**SHORT PROBLEM:** Copy out the lines below word for word, but don't include the picture.

++++ RECORD EXCERPTS ++++

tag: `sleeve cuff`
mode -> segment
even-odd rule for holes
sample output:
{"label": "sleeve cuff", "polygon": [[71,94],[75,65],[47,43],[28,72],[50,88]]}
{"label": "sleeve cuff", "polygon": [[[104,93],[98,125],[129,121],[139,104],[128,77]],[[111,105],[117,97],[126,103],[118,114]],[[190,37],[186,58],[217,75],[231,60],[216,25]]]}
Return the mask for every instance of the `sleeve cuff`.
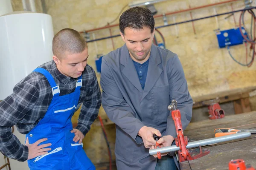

++++

**THE RESULT:**
tag: `sleeve cuff`
mode -> segment
even-odd rule for holes
sample output:
{"label": "sleeve cuff", "polygon": [[71,94],[75,65],[47,43],[28,72],[50,88]]}
{"label": "sleeve cuff", "polygon": [[[104,93],[98,125],[129,121],[139,104],[128,77]],[[111,105],[117,97],[126,103],[118,114]],[[190,37],[186,58],[217,75],[231,60],[216,25]]]}
Return the mask for every instance of the `sleeve cuff`.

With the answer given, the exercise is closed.